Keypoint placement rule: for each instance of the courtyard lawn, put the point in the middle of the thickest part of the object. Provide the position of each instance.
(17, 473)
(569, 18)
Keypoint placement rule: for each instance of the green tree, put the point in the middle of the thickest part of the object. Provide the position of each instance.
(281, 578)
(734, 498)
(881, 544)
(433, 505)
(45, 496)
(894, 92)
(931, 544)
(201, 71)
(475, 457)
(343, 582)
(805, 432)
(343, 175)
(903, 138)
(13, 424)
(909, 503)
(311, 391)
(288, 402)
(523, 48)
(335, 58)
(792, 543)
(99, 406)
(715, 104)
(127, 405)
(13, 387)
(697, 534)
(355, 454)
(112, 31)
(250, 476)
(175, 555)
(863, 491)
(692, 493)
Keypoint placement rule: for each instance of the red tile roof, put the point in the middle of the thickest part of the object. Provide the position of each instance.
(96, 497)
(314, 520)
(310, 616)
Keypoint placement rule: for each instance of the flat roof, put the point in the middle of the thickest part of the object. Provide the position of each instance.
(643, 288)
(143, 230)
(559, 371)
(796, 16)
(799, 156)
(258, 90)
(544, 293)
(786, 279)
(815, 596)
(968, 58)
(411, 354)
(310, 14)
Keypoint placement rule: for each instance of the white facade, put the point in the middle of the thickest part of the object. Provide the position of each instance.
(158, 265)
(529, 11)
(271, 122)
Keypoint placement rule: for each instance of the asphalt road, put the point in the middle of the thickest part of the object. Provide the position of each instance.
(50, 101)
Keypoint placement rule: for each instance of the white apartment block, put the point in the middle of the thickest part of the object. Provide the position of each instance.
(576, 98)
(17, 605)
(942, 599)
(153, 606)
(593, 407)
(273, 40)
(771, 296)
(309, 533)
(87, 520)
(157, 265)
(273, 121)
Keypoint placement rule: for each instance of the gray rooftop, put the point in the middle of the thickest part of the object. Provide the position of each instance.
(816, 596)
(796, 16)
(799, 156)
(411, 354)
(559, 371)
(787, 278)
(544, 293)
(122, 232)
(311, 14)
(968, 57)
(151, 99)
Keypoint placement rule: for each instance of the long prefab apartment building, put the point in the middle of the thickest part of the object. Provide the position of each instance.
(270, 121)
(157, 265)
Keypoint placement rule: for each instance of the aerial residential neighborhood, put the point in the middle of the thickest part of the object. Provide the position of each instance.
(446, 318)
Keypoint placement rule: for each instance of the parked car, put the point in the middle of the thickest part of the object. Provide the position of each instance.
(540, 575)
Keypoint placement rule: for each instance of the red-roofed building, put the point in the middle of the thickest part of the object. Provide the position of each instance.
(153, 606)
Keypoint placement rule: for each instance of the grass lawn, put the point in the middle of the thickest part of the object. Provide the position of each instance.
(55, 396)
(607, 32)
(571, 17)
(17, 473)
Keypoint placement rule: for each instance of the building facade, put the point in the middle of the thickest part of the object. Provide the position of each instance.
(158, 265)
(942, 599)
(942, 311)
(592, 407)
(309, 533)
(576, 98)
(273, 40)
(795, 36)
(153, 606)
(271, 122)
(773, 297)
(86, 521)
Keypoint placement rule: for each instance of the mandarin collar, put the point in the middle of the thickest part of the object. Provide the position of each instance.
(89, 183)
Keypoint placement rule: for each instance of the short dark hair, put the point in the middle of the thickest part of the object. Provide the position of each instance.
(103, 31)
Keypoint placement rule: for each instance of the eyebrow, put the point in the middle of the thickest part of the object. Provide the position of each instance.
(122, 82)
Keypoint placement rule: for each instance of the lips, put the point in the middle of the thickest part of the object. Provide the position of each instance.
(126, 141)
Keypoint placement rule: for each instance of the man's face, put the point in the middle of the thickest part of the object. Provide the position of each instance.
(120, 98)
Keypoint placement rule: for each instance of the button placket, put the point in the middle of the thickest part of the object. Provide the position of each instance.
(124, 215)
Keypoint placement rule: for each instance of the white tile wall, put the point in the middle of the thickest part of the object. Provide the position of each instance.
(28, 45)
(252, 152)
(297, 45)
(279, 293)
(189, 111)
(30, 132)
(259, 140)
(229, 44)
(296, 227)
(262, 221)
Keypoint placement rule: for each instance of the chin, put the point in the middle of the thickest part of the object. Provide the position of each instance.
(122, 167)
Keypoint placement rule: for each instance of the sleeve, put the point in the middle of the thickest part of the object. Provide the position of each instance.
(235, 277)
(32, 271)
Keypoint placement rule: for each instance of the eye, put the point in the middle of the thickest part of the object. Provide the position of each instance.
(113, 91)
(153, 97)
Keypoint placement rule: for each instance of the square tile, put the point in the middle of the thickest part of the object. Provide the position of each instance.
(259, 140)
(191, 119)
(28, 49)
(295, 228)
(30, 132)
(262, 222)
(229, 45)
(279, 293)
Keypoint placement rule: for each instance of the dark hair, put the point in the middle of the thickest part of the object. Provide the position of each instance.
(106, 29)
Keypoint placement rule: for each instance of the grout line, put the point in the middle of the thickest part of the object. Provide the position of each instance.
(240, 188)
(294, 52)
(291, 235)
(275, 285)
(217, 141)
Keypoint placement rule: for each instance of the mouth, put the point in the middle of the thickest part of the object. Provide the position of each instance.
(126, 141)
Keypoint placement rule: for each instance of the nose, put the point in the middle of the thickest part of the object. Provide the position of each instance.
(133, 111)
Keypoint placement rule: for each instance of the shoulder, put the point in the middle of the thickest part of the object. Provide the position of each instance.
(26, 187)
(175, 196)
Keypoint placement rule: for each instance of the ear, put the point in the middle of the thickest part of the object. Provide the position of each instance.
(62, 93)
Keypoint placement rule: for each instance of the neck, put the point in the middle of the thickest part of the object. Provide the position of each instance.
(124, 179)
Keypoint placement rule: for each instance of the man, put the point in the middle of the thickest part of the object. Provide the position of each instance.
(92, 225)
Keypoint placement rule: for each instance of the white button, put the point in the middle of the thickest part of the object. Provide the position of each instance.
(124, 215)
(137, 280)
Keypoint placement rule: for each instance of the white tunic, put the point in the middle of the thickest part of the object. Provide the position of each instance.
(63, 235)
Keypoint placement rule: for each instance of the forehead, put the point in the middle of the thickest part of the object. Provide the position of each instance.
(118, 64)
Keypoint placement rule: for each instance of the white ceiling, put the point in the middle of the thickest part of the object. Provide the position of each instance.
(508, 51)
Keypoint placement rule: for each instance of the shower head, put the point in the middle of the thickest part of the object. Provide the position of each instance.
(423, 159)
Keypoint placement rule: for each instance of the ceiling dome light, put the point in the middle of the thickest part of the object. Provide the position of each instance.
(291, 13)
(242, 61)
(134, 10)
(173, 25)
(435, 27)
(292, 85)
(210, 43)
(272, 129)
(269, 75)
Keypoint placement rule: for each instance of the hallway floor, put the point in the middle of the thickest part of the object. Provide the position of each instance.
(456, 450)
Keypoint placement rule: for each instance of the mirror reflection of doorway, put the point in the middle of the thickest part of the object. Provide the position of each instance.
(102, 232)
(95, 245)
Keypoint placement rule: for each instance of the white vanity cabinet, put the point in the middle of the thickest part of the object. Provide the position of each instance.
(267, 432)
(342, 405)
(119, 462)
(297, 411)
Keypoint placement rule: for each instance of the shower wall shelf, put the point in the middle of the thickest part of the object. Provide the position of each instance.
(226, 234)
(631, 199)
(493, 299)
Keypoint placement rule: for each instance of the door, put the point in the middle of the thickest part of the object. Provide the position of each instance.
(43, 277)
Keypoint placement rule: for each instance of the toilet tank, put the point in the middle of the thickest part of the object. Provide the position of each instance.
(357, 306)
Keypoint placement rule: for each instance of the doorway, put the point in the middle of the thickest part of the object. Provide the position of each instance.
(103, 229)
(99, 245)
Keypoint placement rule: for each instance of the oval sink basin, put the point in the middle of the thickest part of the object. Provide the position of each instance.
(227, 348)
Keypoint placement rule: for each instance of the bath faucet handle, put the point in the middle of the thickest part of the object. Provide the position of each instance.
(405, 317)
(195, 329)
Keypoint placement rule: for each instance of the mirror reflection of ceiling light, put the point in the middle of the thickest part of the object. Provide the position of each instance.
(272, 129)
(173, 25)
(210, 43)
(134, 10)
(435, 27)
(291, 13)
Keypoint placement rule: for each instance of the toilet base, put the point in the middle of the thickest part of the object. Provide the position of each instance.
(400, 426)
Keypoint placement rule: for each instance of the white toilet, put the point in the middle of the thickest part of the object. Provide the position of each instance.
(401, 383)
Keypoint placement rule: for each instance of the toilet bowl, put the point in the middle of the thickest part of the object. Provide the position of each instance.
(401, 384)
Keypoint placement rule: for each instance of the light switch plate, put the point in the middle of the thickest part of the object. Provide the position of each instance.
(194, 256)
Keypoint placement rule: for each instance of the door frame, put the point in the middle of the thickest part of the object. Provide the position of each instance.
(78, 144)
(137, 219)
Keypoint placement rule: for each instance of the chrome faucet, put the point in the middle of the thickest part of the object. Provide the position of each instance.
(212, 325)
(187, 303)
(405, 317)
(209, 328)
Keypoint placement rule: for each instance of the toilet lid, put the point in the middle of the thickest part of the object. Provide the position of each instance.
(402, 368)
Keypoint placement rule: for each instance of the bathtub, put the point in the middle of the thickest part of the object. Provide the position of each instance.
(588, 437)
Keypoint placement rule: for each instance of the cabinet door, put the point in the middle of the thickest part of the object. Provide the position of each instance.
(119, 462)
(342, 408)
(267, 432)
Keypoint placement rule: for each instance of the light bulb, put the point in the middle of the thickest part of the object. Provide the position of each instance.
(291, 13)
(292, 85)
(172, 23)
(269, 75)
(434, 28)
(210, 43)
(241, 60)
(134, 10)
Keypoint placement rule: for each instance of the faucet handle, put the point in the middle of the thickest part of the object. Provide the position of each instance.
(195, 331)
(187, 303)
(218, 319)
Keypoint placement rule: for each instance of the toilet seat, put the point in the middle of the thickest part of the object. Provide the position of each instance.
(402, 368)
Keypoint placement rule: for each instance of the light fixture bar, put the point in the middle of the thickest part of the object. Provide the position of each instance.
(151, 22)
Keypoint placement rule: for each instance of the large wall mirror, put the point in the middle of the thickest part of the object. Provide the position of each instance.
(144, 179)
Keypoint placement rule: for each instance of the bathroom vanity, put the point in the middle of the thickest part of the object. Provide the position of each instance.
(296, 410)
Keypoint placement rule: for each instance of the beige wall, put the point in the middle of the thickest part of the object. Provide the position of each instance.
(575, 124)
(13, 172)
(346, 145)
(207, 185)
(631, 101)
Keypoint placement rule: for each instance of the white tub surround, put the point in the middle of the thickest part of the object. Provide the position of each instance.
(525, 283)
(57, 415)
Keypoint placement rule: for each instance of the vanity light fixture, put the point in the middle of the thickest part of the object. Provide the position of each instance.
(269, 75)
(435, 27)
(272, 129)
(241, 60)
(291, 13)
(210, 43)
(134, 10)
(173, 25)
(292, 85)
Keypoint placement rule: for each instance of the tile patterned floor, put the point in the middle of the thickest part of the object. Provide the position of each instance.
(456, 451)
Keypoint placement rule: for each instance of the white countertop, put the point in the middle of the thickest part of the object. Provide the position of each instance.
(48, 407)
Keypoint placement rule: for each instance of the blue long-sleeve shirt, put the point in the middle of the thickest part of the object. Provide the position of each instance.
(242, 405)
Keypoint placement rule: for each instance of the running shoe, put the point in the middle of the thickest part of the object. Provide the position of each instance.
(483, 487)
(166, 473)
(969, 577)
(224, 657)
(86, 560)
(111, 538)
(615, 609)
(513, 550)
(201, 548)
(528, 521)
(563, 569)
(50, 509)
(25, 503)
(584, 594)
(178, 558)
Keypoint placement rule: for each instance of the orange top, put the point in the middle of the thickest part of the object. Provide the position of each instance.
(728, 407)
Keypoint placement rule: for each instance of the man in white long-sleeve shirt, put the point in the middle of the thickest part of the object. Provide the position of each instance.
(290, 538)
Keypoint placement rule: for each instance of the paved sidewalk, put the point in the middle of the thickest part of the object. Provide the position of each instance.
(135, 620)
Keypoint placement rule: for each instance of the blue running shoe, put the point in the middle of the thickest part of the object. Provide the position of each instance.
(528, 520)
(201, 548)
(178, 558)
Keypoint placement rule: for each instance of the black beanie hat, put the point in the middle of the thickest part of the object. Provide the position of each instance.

====================

* [WHAT IS REQUIRED] Beginning at the line that contains "Keypoint placement rule: for each instance of the man in", retype each line of the listing up to and including the last one, exactly as it stands, and nothing else.

* [FINISHED TASK]
Keypoint placement rule: for each instance of the man in white long-sleeve shirt, put the point in the middle of the thickest part of the object. Provide the position of each instance.
(290, 538)
Keypoint placement rule: for each instance of the paved sidewalk, put the point in the middle of the thickest part of the object. Provide the position of each instance.
(135, 620)
Keypoint placement rule: for each instance of the blue running shoe, put the point in the middle of the thickest part of the object. Provide the position of each instance.
(528, 520)
(201, 548)
(178, 558)
Keypoint placement rule: for each instance of the black beanie hat, put the point in the middle of the thickest part of the object. Provide the position of each instance.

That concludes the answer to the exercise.